→ Phrase grounding data
□ □ □ □

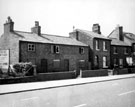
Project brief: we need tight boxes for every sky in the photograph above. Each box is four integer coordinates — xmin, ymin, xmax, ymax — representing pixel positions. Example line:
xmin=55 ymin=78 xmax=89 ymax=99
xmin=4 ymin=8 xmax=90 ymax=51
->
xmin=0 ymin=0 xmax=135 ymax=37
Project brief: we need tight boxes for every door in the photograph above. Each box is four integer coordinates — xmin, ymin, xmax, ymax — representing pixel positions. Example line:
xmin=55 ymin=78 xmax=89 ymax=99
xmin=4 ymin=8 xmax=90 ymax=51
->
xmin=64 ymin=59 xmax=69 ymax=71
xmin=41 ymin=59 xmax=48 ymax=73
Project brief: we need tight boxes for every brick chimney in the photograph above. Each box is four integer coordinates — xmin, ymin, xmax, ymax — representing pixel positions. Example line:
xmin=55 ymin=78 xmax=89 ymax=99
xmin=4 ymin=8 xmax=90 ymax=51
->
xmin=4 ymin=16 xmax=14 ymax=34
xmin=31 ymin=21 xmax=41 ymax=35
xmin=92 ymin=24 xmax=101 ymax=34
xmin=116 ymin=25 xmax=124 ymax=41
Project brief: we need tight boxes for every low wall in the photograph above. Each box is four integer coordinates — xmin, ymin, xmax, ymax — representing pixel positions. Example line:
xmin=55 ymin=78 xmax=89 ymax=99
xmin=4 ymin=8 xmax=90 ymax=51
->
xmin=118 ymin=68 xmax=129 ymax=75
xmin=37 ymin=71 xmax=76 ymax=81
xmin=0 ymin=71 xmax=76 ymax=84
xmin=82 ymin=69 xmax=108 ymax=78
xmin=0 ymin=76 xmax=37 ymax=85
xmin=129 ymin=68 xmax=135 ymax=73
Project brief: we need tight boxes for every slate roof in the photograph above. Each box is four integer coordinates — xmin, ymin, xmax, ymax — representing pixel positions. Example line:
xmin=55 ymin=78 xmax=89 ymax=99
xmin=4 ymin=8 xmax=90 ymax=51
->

□ □ □ □

A faithful, word-for-word copy of the records above, pictures left out, is the answer.

→ Answer box
Project brief: we need tight boxes for every sky in the photograph above. Each box is four integer coordinates — xmin, ymin, xmax, ymax — representing pixel positions. Example line:
xmin=55 ymin=78 xmax=89 ymax=99
xmin=4 ymin=8 xmax=90 ymax=51
->
xmin=0 ymin=0 xmax=135 ymax=37
Project brief: we need tight boxes for every door in the photograph above. Each box is four integer coordinates — xmin, ymin, xmax, ymax — representing pixel positions. Example line:
xmin=55 ymin=78 xmax=89 ymax=99
xmin=4 ymin=8 xmax=90 ymax=51
->
xmin=64 ymin=59 xmax=69 ymax=71
xmin=41 ymin=59 xmax=48 ymax=73
Project brief: we need tight boxes for every brick chimney in the photograph above. Each box is four integer coordinates — xmin, ymin, xmax, ymax — representing pixel positions. Example line:
xmin=55 ymin=78 xmax=89 ymax=99
xmin=4 ymin=8 xmax=90 ymax=51
->
xmin=4 ymin=16 xmax=14 ymax=34
xmin=31 ymin=21 xmax=41 ymax=35
xmin=92 ymin=24 xmax=101 ymax=34
xmin=116 ymin=25 xmax=124 ymax=41
Project brief: we need tight boxes for every low wall in the photograph above. Each box is four integer coordinates — xmin, ymin, xmax, ymax — representing pixel positions. Example line:
xmin=55 ymin=78 xmax=89 ymax=99
xmin=4 ymin=8 xmax=90 ymax=51
->
xmin=118 ymin=68 xmax=129 ymax=75
xmin=37 ymin=71 xmax=76 ymax=81
xmin=0 ymin=71 xmax=76 ymax=84
xmin=82 ymin=69 xmax=108 ymax=78
xmin=0 ymin=76 xmax=37 ymax=85
xmin=129 ymin=68 xmax=135 ymax=73
Project brief: we need tight boxes for every slate roof in the photograph above. Each box is four integer coordinates — xmin, ymin, xmax, ymax — representing pixel positions. Example line:
xmin=55 ymin=78 xmax=89 ymax=99
xmin=4 ymin=8 xmax=90 ymax=51
->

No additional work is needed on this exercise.